WORK REQUIRED
Output every entry exactly as given.

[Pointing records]
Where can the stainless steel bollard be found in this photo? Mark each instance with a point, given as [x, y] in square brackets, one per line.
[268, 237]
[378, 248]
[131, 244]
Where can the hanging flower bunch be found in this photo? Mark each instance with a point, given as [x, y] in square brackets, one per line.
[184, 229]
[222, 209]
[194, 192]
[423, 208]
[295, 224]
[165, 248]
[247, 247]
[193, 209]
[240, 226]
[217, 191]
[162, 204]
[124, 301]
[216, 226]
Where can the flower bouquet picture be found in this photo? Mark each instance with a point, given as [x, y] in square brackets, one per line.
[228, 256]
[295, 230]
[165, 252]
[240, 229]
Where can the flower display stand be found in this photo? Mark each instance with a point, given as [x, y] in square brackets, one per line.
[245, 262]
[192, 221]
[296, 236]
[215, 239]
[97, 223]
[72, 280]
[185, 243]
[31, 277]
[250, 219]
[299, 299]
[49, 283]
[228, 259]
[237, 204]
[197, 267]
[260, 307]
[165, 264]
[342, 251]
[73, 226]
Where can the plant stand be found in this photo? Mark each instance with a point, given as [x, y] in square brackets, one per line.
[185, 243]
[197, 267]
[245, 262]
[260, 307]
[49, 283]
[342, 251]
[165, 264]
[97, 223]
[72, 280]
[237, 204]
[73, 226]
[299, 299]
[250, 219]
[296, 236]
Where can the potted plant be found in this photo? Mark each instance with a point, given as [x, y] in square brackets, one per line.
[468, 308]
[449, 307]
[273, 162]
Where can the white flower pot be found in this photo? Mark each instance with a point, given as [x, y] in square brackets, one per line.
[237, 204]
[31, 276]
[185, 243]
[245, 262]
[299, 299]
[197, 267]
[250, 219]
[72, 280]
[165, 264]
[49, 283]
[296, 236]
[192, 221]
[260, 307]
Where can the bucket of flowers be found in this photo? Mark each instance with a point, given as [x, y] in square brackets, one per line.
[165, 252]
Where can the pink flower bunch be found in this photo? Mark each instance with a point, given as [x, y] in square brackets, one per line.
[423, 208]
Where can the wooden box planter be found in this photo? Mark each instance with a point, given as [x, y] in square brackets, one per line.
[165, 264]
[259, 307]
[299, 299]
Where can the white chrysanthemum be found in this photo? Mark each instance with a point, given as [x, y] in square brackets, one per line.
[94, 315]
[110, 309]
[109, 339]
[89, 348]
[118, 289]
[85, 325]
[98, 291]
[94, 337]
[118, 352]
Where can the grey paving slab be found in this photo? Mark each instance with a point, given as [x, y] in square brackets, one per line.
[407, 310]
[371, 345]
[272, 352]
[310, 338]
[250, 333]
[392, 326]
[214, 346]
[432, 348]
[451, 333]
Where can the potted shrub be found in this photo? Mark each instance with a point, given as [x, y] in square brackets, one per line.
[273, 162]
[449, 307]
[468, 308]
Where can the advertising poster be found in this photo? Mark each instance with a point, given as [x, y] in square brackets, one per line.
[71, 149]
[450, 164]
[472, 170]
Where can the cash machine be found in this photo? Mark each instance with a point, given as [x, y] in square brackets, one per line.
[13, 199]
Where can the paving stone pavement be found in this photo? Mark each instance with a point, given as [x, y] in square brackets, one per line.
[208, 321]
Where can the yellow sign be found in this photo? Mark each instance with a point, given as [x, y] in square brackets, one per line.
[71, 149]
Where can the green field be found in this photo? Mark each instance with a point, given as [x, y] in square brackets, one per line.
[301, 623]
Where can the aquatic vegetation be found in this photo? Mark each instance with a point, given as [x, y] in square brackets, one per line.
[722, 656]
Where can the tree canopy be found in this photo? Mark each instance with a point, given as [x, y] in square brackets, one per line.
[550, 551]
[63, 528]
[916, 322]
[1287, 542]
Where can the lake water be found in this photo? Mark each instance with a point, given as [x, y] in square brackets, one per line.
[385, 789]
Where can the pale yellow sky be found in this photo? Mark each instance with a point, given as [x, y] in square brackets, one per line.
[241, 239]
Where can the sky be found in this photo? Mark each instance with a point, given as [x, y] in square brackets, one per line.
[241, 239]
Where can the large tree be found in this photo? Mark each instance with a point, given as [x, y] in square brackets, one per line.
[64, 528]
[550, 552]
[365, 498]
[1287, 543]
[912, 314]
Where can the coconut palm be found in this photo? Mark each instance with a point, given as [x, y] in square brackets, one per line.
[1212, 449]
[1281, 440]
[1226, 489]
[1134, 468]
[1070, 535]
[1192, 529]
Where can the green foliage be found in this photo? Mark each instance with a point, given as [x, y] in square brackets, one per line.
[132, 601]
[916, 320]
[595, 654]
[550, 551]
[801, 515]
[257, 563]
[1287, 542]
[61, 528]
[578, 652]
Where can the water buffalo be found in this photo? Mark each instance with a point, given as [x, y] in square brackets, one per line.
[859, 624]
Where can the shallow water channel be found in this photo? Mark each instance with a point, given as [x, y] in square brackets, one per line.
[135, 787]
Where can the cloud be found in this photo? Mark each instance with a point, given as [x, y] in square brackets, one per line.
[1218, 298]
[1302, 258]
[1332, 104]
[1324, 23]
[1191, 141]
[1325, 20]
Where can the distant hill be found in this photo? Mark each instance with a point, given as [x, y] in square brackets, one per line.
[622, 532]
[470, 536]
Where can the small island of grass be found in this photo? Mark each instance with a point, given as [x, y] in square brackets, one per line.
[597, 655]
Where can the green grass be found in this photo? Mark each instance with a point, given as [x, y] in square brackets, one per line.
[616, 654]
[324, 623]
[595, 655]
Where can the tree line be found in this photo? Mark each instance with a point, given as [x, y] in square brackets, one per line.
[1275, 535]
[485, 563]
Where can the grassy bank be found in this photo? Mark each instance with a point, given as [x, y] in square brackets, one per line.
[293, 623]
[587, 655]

ANSWER TO THE EXERCISE
Where can the stainless steel bollard be found in this photo? Mark each instance with a point, given as [x, y] in square brackets, one per line.
[268, 237]
[378, 248]
[131, 244]
Where can the hanging flower bunch be found in this photo? Mark each instance with a point, given as [x, y] in square brackets, one per line.
[184, 229]
[222, 209]
[194, 192]
[423, 208]
[295, 224]
[165, 248]
[247, 247]
[193, 209]
[240, 226]
[217, 191]
[162, 204]
[124, 301]
[216, 226]
Where can the flower bouquet picture be found in this photo? Mark each instance with a point, given as [x, y] in square brackets, one per line.
[228, 256]
[295, 230]
[165, 252]
[240, 229]
Where can the flower display stand be found in this photo? Mark each instance with a point, given as [x, y] in square brackets, one per line.
[245, 262]
[192, 221]
[296, 236]
[215, 239]
[97, 223]
[72, 280]
[185, 243]
[31, 277]
[250, 219]
[299, 299]
[49, 283]
[228, 259]
[237, 204]
[197, 267]
[260, 307]
[165, 264]
[342, 251]
[73, 226]
Where can the plant stand be found in this photo? Mark each instance with a point, given as [x, y] in square brackets, one per line.
[185, 243]
[197, 267]
[245, 262]
[260, 307]
[49, 283]
[342, 251]
[165, 264]
[97, 223]
[72, 280]
[237, 204]
[73, 226]
[299, 299]
[250, 219]
[296, 236]
Where can the potted plant be found in this photo? Mark each instance with a point, given as [x, y] in square brackets, one per line.
[468, 308]
[449, 307]
[273, 162]
Where can the white flower pot be found in this photo? Mark each instance with a point, given as [x, y] in square brackets, one per line.
[237, 204]
[31, 276]
[185, 243]
[245, 262]
[299, 299]
[197, 267]
[250, 219]
[72, 280]
[165, 264]
[49, 283]
[296, 236]
[192, 221]
[260, 307]
Where can the bucket of flowers be found in this photo? Mark each instance with a point, given as [x, y] in square brackets, one per line.
[165, 252]
Where can the pink flower bunch be found in this photo? Mark each instance with a point, given as [x, y] in square brackets, one per line.
[423, 208]
Where can the wooden box planter be found in this photo? Mark each instance with a point, given as [x, y] in square brackets, one per line.
[165, 264]
[259, 307]
[299, 299]
Where can the white chrysanthemum be found in this photo? Mark each instance with a point, given as [x, y] in square brackets, one per line.
[94, 315]
[110, 309]
[109, 339]
[89, 348]
[118, 289]
[85, 325]
[98, 291]
[94, 337]
[118, 352]
Where can the grey paving slab be found in this photo? Mark each instance with a point, given as [x, y] in square brackets, one per line.
[407, 310]
[371, 345]
[272, 352]
[310, 338]
[250, 333]
[392, 326]
[214, 346]
[432, 348]
[451, 333]
Where can the potted shrub be found in this photo? Mark each instance with a point, given as [x, y] in square brackets, one per line.
[273, 162]
[449, 307]
[468, 308]
Where can the advertising poster be found in this photo? Mark each instance with a point, given as [x, y] in square brackets, one per line.
[71, 149]
[450, 164]
[472, 170]
Where can the cash machine be found in this photo? Mark each instance with a point, given as [x, y] in square brackets, one per line.
[13, 199]
Where can the paving stone pavement be found in this photo? Mark each instance with a point, given as [x, y] in square brackets, one per line.
[208, 321]
Where can the yellow sign be found in this photo? Mark each instance with a point, given as [x, y] in square brackets, one per line.
[71, 149]
Where can the green field be found in this photo? Mark each instance with a point, given as [x, y] in square brackets, one per line.
[301, 623]
Where can the aquatic vegetation be found in this photo? Mark each instance with a point, given as [x, y] in square brackets, one per line.
[722, 656]
Where can the tree canopy be found in this photo? Mark each instance with a point, given as [x, y] in square brackets, one per line.
[550, 551]
[63, 528]
[916, 322]
[1287, 542]
Where can the lake water be found in this photo? Mark each instance with a point, given as [x, y] in square brackets, one per line.
[385, 789]
Where can the pale yellow sky be found in this photo? Mark each instance with a point, given as [x, y] in square brackets, one per line.
[241, 239]
Where can the sky be found in this photo? Mark each instance with a point, given as [x, y] in square brackets, one per line.
[241, 239]
Where can the large tree be found in this photo? Mark each instance with a point, given as [x, y] in square brackets, one per line.
[64, 528]
[550, 552]
[365, 498]
[1287, 543]
[912, 314]
Where can the coconut palm be found in this photo? Mark each instance with a point, given as [x, y] in square brackets, one per line.
[1212, 449]
[1281, 440]
[1226, 489]
[1134, 468]
[1070, 535]
[1192, 529]
Where can the green foliage be found in this photo? Mark each instance with a point, given as [x, y] in square brackets, one per line.
[132, 601]
[916, 320]
[595, 654]
[550, 551]
[801, 515]
[257, 563]
[1287, 542]
[61, 528]
[578, 652]
Where can the water buffalo be found in this photo? Mark each instance with a point, given as [x, y] in square brackets, one per line.
[859, 624]
Where can the shallow water channel be found in this photo? Mark each instance with a point, given as [x, y] in square brackets, one per line.
[135, 787]
Where can the cloud be found in this photo? Mark each instance with a point, given as [x, y] in square brackets, one per line.
[1218, 298]
[1302, 258]
[1332, 104]
[1324, 23]
[1191, 141]
[1325, 20]
Where can the distant hill be found in this photo? Mark each instance with a point, given as [x, y] in square brackets, one per line.
[622, 532]
[470, 536]
Where can the small island of grass be found in this photo? Mark each instance with a point, given as [x, y] in square brackets, one per line.
[597, 655]
Where can the green grass be found in this photo? Mark each instance with a point, given as [x, y] in square brackets, one per line.
[616, 654]
[324, 623]
[595, 655]
Where can the tree line be found in this photo? Mark each instance with a point, given as [x, y] in square brackets, one per line.
[1275, 535]
[485, 563]
Where can the grassy bank be found in this photo? Mark each instance with a point, given as [x, y] in square brackets, one per line.
[293, 623]
[587, 655]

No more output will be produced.